- _JOB_:
Copy out the items from the very start through the line containing "(1003, 651)", keeping every line, and shift each point by adding 95 to both of its coordinates.

- _INFORMATION SUPPLIED_:
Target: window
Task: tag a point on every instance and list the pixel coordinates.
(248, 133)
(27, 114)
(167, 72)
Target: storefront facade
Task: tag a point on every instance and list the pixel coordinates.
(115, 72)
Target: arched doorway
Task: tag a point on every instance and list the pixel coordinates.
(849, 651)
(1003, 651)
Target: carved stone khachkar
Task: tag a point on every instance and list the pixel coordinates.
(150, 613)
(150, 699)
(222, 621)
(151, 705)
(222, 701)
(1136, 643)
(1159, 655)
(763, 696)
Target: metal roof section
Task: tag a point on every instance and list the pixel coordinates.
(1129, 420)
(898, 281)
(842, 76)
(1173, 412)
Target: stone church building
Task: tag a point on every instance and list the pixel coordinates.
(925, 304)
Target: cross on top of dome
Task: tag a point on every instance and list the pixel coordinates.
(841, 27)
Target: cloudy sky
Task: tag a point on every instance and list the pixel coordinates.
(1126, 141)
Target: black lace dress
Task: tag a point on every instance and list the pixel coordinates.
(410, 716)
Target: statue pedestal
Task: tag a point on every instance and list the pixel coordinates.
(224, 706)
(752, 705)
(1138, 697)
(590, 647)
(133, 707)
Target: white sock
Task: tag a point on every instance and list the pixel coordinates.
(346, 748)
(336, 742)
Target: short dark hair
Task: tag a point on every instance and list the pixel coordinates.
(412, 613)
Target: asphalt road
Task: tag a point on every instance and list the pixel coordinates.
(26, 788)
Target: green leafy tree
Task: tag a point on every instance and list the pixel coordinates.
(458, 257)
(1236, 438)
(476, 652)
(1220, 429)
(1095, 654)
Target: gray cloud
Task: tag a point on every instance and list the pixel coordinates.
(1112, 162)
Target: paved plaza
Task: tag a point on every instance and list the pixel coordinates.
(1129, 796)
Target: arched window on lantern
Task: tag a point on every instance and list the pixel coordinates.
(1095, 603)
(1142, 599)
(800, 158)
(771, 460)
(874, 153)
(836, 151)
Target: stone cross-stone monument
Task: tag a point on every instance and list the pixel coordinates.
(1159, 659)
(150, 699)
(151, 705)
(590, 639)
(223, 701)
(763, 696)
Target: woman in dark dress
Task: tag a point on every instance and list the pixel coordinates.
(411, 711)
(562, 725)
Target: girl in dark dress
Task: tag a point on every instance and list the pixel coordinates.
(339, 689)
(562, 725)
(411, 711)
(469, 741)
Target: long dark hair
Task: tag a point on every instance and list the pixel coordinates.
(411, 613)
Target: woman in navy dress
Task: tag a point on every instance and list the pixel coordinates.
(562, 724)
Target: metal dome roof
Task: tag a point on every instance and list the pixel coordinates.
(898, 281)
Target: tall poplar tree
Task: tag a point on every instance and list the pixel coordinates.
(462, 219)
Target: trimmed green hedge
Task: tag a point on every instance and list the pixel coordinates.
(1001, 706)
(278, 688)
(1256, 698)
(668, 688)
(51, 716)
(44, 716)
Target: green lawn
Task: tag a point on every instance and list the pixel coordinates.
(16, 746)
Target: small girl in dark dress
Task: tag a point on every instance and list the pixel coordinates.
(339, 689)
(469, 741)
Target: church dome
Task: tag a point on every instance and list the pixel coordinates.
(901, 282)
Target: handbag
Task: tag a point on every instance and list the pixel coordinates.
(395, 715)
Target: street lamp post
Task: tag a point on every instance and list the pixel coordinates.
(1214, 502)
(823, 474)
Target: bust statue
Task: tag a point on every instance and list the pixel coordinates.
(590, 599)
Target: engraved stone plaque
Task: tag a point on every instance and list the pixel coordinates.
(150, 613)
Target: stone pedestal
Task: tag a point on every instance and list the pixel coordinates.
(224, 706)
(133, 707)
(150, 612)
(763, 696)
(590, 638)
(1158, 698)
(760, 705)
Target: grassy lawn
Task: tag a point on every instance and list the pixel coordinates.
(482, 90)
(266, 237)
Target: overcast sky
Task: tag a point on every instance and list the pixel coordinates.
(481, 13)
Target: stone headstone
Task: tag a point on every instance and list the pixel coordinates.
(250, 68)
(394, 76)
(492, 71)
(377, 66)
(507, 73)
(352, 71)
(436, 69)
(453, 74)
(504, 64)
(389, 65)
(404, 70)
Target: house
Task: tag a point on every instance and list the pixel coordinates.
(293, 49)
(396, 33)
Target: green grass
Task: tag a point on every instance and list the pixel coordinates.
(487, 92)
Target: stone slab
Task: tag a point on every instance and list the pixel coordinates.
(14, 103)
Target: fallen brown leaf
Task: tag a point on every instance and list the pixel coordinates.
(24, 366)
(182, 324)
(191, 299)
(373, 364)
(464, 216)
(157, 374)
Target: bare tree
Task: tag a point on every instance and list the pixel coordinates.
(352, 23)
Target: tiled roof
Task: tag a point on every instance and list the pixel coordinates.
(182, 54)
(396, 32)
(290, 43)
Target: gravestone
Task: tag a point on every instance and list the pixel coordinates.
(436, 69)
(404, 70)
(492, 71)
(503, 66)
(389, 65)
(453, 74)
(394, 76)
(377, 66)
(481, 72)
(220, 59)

- _SOLVED EXERCISE_:
Target: window
Task: tag a point on every instance and list the pixel coordinates.
(343, 228)
(122, 209)
(262, 167)
Target: storefront facade
Task: tag a point on every instance and list the pixel coordinates.
(210, 167)
Target: arched doorway
Task: tag a point on every instance and list the pixel coordinates.
(944, 746)
(1098, 746)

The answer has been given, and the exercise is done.